# WORK REQUEST:
Skip every line before the one containing "# locate shoe: put a pin on each instance.", then copy that line and the rest of the entries below exactly, through the last line.

= = = = = = =

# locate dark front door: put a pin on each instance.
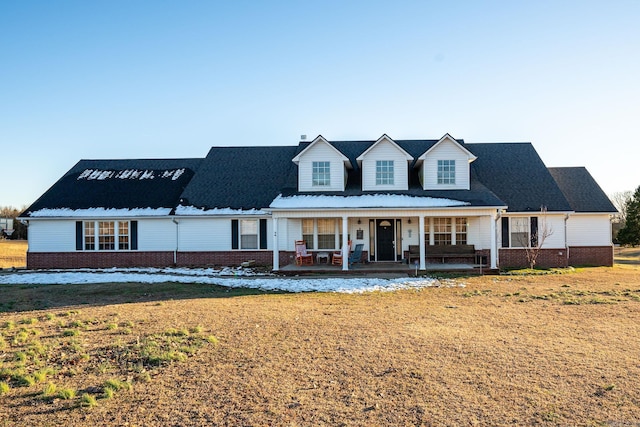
(384, 240)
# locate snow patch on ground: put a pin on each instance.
(228, 277)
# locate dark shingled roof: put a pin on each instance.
(581, 190)
(75, 191)
(517, 175)
(504, 174)
(241, 177)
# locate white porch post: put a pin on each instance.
(345, 243)
(423, 263)
(276, 251)
(494, 241)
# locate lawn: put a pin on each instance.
(556, 349)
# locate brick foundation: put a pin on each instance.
(591, 255)
(547, 258)
(98, 259)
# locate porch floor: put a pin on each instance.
(382, 267)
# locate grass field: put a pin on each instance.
(558, 349)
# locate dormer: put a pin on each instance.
(321, 167)
(384, 166)
(445, 166)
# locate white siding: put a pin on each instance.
(205, 234)
(321, 152)
(589, 230)
(52, 236)
(385, 150)
(447, 150)
(156, 235)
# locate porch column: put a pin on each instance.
(423, 263)
(345, 243)
(276, 251)
(494, 241)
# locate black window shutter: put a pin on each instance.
(534, 231)
(505, 232)
(134, 235)
(78, 235)
(234, 234)
(263, 234)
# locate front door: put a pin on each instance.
(385, 240)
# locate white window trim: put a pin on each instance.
(96, 236)
(325, 167)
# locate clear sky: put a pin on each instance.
(166, 79)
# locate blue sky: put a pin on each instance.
(166, 79)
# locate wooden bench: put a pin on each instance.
(443, 252)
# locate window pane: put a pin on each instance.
(89, 236)
(326, 234)
(442, 231)
(384, 172)
(461, 231)
(446, 171)
(321, 175)
(307, 232)
(106, 236)
(249, 234)
(123, 235)
(520, 232)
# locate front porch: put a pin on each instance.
(393, 268)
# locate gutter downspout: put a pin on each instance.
(175, 252)
(566, 243)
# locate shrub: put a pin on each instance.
(88, 401)
(66, 393)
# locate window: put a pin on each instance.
(384, 172)
(106, 235)
(249, 234)
(461, 231)
(307, 232)
(442, 231)
(520, 232)
(321, 175)
(123, 235)
(326, 234)
(89, 236)
(446, 171)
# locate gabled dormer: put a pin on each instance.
(321, 167)
(384, 166)
(445, 166)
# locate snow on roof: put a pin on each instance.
(363, 201)
(192, 210)
(99, 212)
(99, 174)
(216, 277)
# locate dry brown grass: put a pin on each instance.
(504, 350)
(13, 253)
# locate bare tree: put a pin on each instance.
(531, 234)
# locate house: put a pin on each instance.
(439, 200)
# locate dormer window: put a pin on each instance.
(384, 172)
(446, 171)
(321, 174)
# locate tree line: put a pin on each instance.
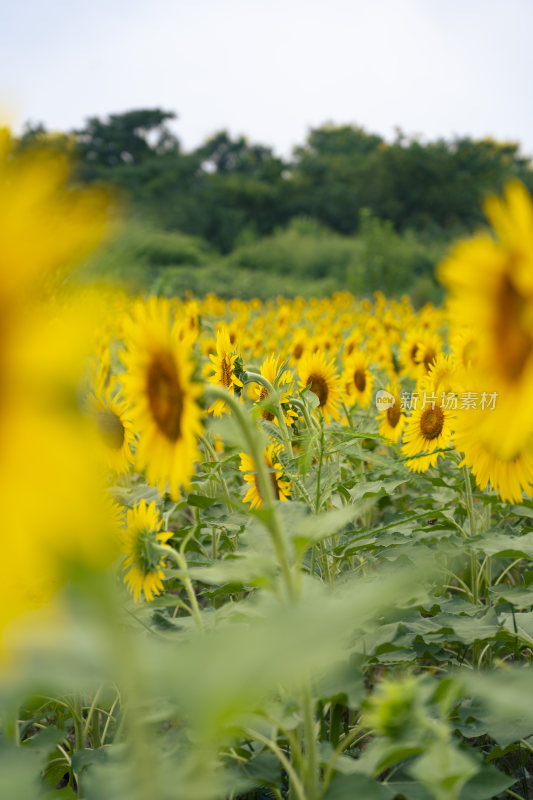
(229, 190)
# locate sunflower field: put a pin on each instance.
(260, 550)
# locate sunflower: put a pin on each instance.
(392, 420)
(418, 351)
(271, 370)
(428, 349)
(281, 487)
(409, 351)
(143, 539)
(428, 430)
(322, 378)
(225, 367)
(442, 376)
(163, 397)
(357, 379)
(491, 285)
(299, 344)
(46, 225)
(509, 475)
(114, 426)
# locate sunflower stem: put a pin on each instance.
(211, 452)
(472, 532)
(181, 561)
(254, 447)
(273, 396)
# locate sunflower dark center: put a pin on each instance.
(514, 342)
(429, 357)
(266, 414)
(359, 378)
(393, 414)
(165, 395)
(226, 372)
(318, 385)
(298, 350)
(431, 422)
(110, 428)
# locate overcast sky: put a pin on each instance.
(272, 68)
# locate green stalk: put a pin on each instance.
(92, 722)
(263, 478)
(254, 377)
(310, 743)
(181, 561)
(472, 532)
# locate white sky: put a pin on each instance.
(272, 68)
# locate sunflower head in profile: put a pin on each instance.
(281, 487)
(321, 377)
(490, 280)
(357, 379)
(427, 432)
(510, 475)
(279, 378)
(142, 543)
(418, 351)
(113, 423)
(392, 419)
(158, 384)
(226, 367)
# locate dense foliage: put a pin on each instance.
(244, 201)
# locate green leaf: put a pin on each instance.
(488, 783)
(201, 501)
(83, 759)
(365, 488)
(347, 787)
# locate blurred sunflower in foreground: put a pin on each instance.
(46, 226)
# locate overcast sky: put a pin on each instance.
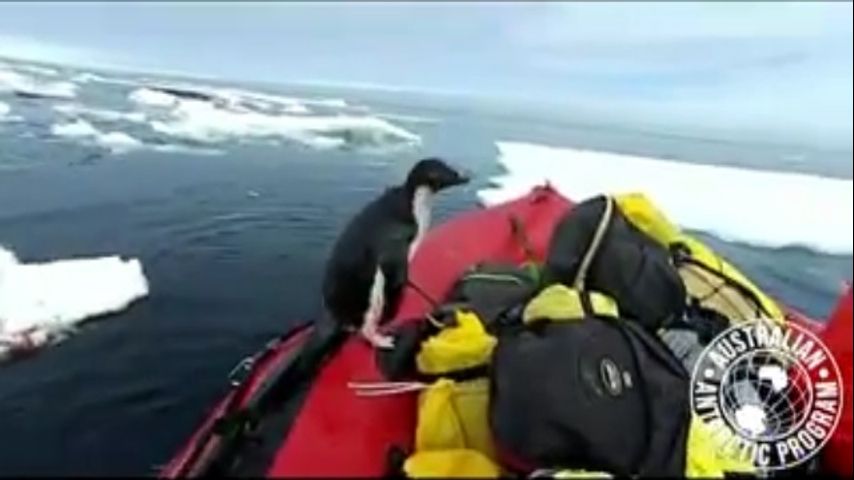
(785, 67)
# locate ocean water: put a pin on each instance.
(230, 196)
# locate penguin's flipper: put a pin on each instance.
(388, 282)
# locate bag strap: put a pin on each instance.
(681, 255)
(595, 244)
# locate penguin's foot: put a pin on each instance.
(376, 339)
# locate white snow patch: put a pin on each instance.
(16, 82)
(41, 302)
(767, 208)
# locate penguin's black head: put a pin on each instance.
(435, 174)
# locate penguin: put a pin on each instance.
(367, 269)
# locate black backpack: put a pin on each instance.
(626, 265)
(585, 388)
(495, 291)
(599, 394)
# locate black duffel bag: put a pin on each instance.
(625, 264)
(594, 393)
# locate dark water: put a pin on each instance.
(233, 247)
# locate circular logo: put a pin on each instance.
(611, 378)
(771, 393)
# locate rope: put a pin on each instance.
(377, 389)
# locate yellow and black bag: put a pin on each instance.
(581, 387)
(711, 282)
(627, 265)
(453, 438)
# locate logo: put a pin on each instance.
(770, 393)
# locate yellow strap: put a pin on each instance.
(561, 303)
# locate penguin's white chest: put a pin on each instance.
(422, 204)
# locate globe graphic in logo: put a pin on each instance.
(769, 392)
(765, 395)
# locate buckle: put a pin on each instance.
(241, 371)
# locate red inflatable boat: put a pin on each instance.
(294, 415)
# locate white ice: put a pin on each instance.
(764, 208)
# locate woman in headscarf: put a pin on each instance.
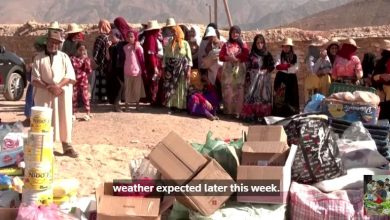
(332, 49)
(319, 66)
(286, 98)
(202, 46)
(234, 54)
(204, 101)
(194, 41)
(99, 79)
(211, 59)
(258, 97)
(381, 80)
(177, 62)
(75, 35)
(368, 65)
(153, 52)
(123, 27)
(39, 46)
(347, 67)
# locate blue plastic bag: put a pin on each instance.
(314, 105)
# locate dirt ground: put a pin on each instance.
(110, 140)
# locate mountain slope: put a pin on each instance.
(358, 13)
(246, 13)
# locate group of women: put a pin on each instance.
(174, 66)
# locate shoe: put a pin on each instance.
(86, 118)
(69, 151)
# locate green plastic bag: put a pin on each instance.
(179, 212)
(235, 210)
(226, 154)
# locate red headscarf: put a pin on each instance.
(122, 25)
(133, 31)
(104, 26)
(347, 51)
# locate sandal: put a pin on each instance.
(69, 151)
(87, 117)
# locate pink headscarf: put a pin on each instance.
(122, 25)
(135, 32)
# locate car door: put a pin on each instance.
(5, 65)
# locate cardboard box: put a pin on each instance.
(266, 133)
(176, 160)
(208, 204)
(351, 112)
(263, 153)
(8, 213)
(111, 207)
(263, 175)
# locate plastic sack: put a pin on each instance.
(142, 168)
(234, 210)
(9, 199)
(5, 182)
(226, 154)
(358, 149)
(314, 105)
(179, 212)
(34, 212)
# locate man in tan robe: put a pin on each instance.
(53, 77)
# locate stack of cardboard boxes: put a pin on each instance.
(266, 159)
(179, 164)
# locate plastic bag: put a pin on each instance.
(179, 212)
(226, 154)
(34, 212)
(142, 168)
(314, 105)
(358, 149)
(234, 210)
(357, 132)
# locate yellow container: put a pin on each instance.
(37, 197)
(60, 200)
(38, 176)
(40, 140)
(41, 119)
(37, 155)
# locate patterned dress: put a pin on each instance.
(82, 68)
(99, 83)
(177, 63)
(258, 97)
(233, 77)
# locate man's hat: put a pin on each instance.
(55, 35)
(73, 28)
(55, 26)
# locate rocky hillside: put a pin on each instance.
(358, 13)
(250, 14)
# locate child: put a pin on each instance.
(133, 69)
(40, 46)
(82, 66)
(203, 103)
(380, 192)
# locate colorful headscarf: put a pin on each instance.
(135, 32)
(178, 38)
(239, 40)
(76, 36)
(196, 29)
(104, 26)
(122, 26)
(115, 32)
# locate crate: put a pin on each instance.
(342, 87)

= = = = = = =

# SOLUTION:
# locate shoe: put a pin on each instance.
(86, 118)
(69, 151)
# locate green plastic bag: put a pin on each instance.
(179, 212)
(235, 210)
(226, 154)
# locate red headscarf: put a pin on each instance.
(122, 25)
(133, 31)
(104, 26)
(347, 51)
# locate sandal: put a pin on each instance.
(69, 151)
(87, 117)
# locate pink headscarf: put a pin on each instance.
(122, 25)
(135, 32)
# locate car door: put a pin on each instance.
(5, 65)
# locate cardboard box: put a pin on each instance.
(266, 133)
(176, 160)
(208, 204)
(351, 112)
(263, 153)
(8, 213)
(111, 207)
(263, 175)
# locate plastic sack: put a pin on each instance.
(142, 168)
(234, 210)
(9, 199)
(5, 182)
(226, 154)
(358, 149)
(314, 105)
(179, 212)
(34, 212)
# locate man in tan robe: put a pin on each instance.
(53, 77)
# locate stack of cardboard boxes: put a pin on each instance.
(266, 159)
(179, 164)
# locate plastic bag: put a pin on each instance.
(179, 212)
(226, 154)
(34, 212)
(142, 168)
(314, 105)
(358, 149)
(234, 210)
(357, 132)
# locate yellow container: put a pin on each instance.
(37, 197)
(60, 200)
(38, 176)
(40, 140)
(41, 119)
(37, 155)
# locate patterned dress: put a pin on each instance.
(82, 68)
(99, 83)
(177, 63)
(258, 97)
(233, 77)
# locate man's hat: put a pin on each instance.
(55, 35)
(73, 28)
(55, 26)
# locate rocky hillside: put a pin on each instance.
(358, 13)
(250, 14)
# locate child: put a pin on each instance.
(133, 69)
(40, 46)
(82, 66)
(203, 103)
(380, 192)
# locate colorful headscarf: put a pin on each instance.
(135, 32)
(178, 38)
(239, 40)
(76, 36)
(196, 29)
(104, 26)
(122, 26)
(115, 32)
# locate crate: put a pin on each instance.
(342, 87)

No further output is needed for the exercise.